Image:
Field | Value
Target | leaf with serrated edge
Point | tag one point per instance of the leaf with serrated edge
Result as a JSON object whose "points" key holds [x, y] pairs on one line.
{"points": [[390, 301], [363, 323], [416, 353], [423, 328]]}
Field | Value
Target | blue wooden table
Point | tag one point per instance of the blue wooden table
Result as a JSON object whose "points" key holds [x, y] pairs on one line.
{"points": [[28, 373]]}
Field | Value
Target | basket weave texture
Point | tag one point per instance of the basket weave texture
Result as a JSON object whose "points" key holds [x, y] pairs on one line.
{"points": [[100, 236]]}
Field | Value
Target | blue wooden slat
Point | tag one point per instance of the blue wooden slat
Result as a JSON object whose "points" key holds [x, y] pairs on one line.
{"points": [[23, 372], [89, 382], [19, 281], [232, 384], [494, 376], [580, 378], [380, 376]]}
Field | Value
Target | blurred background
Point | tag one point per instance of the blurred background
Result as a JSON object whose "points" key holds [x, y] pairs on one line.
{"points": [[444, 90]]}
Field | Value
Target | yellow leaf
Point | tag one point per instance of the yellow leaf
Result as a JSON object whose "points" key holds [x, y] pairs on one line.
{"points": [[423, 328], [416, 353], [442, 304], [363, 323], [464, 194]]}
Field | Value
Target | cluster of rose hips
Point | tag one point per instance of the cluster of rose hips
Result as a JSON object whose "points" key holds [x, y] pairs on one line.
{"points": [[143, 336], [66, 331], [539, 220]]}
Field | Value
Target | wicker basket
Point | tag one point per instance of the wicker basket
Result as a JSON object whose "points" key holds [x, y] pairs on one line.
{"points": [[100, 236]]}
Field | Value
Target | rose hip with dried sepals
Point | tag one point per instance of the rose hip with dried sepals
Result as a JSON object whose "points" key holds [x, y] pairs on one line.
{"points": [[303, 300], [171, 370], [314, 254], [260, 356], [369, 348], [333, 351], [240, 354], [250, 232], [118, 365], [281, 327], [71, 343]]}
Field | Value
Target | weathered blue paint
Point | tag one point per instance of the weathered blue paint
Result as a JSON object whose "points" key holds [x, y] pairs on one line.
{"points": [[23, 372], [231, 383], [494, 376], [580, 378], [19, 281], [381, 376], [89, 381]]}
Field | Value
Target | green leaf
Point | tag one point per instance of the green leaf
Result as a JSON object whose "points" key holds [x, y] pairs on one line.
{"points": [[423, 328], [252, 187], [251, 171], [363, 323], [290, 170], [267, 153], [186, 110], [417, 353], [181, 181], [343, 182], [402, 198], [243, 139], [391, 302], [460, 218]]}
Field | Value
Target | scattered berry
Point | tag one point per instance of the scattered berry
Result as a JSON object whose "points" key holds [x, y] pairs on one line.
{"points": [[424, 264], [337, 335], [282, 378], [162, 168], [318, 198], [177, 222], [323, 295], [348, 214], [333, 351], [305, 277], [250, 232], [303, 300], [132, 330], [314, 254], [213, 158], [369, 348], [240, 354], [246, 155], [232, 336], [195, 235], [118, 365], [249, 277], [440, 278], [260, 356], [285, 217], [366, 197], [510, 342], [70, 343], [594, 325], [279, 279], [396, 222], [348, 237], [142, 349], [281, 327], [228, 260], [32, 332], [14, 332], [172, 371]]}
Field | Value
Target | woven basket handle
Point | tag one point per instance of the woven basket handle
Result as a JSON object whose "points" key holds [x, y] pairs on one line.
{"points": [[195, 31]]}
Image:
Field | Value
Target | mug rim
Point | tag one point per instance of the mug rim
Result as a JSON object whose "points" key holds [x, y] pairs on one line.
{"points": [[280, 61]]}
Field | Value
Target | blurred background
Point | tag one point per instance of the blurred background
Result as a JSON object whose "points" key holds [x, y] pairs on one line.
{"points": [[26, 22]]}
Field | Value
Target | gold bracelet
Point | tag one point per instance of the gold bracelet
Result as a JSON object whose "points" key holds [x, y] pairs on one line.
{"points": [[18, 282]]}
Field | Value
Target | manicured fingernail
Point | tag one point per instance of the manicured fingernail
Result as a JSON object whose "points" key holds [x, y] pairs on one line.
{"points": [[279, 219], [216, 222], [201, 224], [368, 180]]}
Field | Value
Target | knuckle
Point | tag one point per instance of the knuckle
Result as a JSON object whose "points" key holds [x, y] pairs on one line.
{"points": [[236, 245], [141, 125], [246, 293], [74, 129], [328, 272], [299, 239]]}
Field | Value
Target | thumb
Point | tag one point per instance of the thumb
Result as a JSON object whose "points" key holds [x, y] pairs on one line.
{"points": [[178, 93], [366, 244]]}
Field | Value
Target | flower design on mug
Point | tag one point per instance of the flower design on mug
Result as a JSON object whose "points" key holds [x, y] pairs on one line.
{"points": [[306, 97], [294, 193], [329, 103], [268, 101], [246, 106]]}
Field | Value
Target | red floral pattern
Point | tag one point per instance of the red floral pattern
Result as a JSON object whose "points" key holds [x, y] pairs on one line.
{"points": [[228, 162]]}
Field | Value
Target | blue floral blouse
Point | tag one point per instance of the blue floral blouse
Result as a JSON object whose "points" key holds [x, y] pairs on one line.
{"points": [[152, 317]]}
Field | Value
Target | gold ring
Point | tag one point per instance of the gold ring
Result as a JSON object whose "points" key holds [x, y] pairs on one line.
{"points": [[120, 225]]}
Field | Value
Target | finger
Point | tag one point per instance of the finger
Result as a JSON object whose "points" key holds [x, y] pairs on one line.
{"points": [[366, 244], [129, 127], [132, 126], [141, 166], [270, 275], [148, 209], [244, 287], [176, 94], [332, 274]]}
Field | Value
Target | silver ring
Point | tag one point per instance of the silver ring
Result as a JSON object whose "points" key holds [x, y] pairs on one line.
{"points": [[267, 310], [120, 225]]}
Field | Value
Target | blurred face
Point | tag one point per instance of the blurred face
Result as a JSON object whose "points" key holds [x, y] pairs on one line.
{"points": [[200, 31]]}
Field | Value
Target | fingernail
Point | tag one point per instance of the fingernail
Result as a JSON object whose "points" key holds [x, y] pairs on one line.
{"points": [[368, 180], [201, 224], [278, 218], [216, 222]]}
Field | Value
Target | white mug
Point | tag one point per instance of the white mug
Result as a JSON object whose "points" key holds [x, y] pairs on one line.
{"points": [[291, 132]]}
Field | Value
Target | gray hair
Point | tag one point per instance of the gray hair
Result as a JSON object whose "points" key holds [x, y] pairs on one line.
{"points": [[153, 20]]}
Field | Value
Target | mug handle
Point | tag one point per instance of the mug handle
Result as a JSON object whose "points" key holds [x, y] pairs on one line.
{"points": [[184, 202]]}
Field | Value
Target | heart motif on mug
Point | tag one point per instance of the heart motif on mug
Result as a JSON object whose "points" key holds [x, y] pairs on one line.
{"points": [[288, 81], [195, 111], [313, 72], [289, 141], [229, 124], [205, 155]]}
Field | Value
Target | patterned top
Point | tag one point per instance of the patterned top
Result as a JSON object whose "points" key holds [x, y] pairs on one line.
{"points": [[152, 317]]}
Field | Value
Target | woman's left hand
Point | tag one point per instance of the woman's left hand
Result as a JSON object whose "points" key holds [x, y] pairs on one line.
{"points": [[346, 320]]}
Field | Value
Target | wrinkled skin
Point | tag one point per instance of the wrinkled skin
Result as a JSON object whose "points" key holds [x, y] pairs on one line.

§ §

Task brief :: Return only the lines spanning from the first line of the material through the line with "Target | weathered blue paint", copied exactly, both ends kept.

Exercise solution ::
Image:
Field | Value
Target | leaf with serrated edge
Point | tag one point per instance of the leaf with serrated edge
Result as a JSON object whose "points" key holds [x, y] pairs on one line.
{"points": [[390, 301], [363, 323], [416, 353], [423, 328]]}
Field | Value
Target | blue wooden table
Point | tag one point per instance of the blue wooden table
Result as a JSON object whose "points" key holds [x, y] pairs on one line.
{"points": [[28, 373]]}
Field | Value
Target | basket weave texture
Point | tag one point per instance of the basket weave texture
Result as a JSON object whose "points" key holds [x, y] pairs on one line.
{"points": [[100, 236]]}
Field | Value
Target | blue wooden slat
Point | tag one point per instance of the blue wooden slat
Result as a JSON object whose "points" key holds [x, y] pairs on one line.
{"points": [[23, 372], [89, 382], [19, 281], [232, 384], [494, 376], [580, 378], [380, 376]]}
Field | Value
Target | blurred background
Point | tag one point per instance of the blurred background
Result as a JSON object whose "points" key holds [x, y] pairs on one line.
{"points": [[444, 90]]}
Field | Value
Target | yellow leaf
Point | tag one point per instance of the yellow leaf
Result as a JSON object whose "points" key holds [x, y] pairs on one line.
{"points": [[423, 328], [416, 353], [442, 304], [363, 323], [464, 194]]}
Field | Value
Target | cluster of rose hips
Point | tag one point per instance of the cluster of rose hips
Result as a JSON object whose "points" key holds [x, y] pairs on one line.
{"points": [[143, 336], [66, 331], [539, 220]]}
Field | Value
Target | wicker basket
Point | tag one point per instance of the wicker basket
Result as a JSON object whose "points" key holds [x, y] pairs on one line.
{"points": [[100, 236]]}
Field | Value
Target | rose hip with dried sepals
Point | tag one point per instance of the rose hip with dried sepals
Result as a JSON object whose "points" key holds [x, y] pairs on one line.
{"points": [[303, 300], [171, 370], [314, 254], [260, 356], [369, 348], [333, 351], [240, 354], [250, 232], [118, 365], [281, 327], [71, 343]]}
Field | Value
Target | weathered blue paint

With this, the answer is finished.